■ **Exercise**: Copy, from the entries below, each line in which the string "scan" appears.

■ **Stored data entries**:
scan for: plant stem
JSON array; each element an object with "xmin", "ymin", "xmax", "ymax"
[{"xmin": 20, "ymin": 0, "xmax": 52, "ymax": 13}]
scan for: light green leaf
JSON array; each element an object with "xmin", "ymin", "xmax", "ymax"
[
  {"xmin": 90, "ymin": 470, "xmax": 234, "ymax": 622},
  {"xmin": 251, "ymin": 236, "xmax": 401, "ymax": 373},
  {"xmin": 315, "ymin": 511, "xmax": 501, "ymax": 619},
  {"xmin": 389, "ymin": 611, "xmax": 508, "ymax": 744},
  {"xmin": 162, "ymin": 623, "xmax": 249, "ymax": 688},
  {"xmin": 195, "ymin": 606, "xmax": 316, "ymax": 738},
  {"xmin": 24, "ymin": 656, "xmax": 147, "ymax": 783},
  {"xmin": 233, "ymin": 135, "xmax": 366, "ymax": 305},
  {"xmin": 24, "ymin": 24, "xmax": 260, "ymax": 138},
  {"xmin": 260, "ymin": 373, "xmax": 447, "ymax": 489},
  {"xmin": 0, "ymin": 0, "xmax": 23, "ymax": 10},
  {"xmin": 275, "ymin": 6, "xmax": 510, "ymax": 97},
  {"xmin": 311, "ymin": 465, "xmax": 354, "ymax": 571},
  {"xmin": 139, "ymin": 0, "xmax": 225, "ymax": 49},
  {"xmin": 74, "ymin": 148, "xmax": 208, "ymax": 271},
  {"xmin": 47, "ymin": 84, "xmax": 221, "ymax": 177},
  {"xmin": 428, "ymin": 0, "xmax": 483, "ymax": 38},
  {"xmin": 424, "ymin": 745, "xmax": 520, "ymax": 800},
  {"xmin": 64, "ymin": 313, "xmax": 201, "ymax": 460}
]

■ **Answer section**:
scan for: plant stem
scan for: light green leaf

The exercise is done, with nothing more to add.